━━━ DATA PROVIDED
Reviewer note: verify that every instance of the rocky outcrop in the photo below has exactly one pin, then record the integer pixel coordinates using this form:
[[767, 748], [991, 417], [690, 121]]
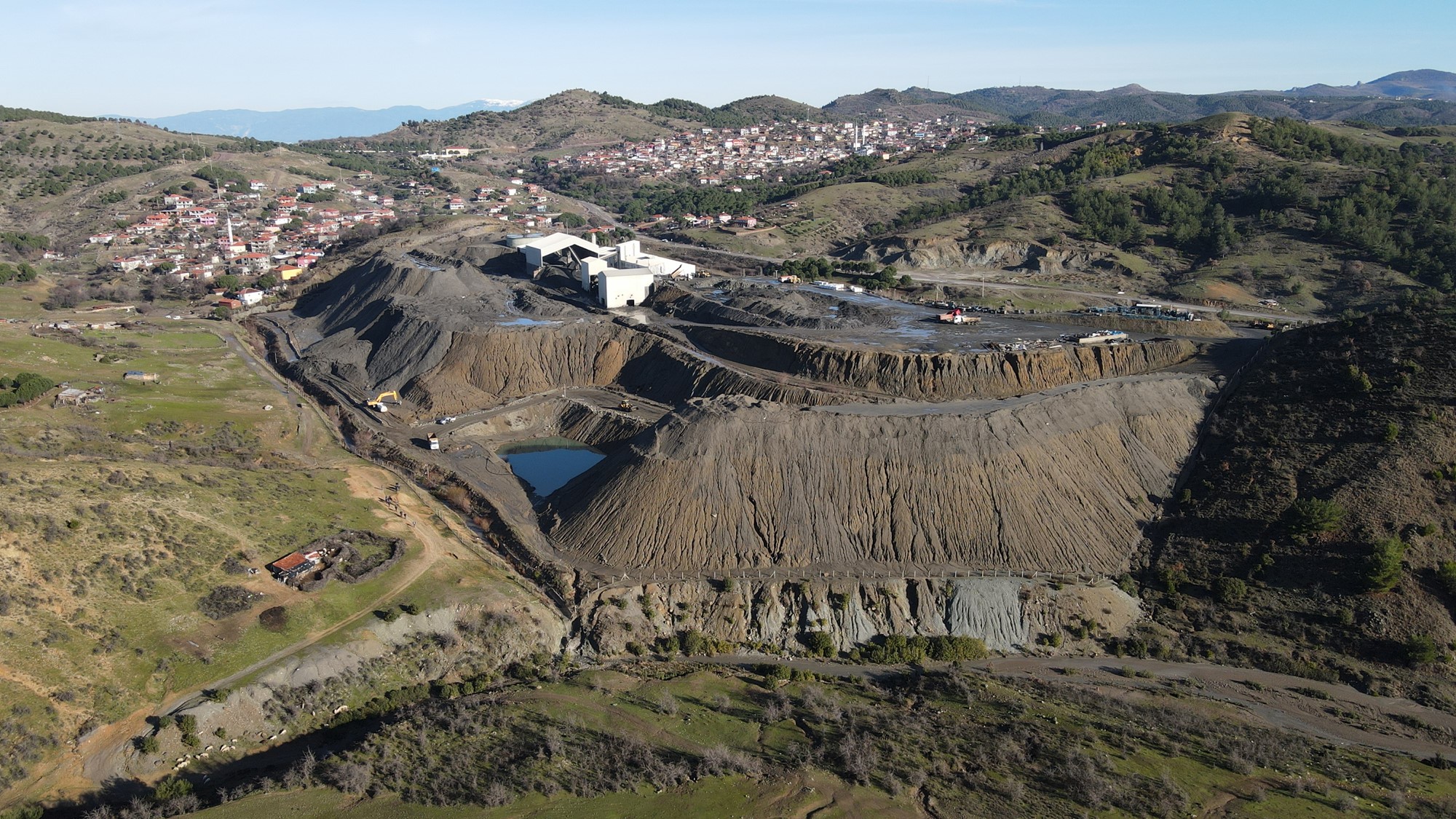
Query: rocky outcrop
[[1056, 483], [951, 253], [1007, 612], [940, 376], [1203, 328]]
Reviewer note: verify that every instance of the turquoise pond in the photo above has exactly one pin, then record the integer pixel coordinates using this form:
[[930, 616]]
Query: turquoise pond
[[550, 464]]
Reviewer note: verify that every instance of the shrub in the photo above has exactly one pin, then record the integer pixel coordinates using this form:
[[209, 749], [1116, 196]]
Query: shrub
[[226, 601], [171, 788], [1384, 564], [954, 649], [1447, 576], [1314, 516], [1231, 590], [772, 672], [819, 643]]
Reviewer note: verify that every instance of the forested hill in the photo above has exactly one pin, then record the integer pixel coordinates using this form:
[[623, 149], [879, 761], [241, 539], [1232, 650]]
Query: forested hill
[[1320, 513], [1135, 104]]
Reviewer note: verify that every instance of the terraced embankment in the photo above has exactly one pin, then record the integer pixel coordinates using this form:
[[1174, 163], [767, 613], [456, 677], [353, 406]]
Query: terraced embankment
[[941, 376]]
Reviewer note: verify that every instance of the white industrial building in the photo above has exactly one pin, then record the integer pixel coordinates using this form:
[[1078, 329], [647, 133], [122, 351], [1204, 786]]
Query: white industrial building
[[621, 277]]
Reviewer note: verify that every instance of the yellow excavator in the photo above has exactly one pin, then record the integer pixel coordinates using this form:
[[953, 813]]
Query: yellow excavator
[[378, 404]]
━━━━━━
EXERCISE: Repeat the line that contains "Reviewer note: verify that every instance of the yellow", then every line after it until the records end, with nothing added.

EXERCISE OUTPUT:
Reviewer note: verify that every instance of the yellow excavator in the photo above has exactly one pin, then record the integer pixel coordinates using this form:
[[953, 813]]
Query: yellow excavator
[[378, 404]]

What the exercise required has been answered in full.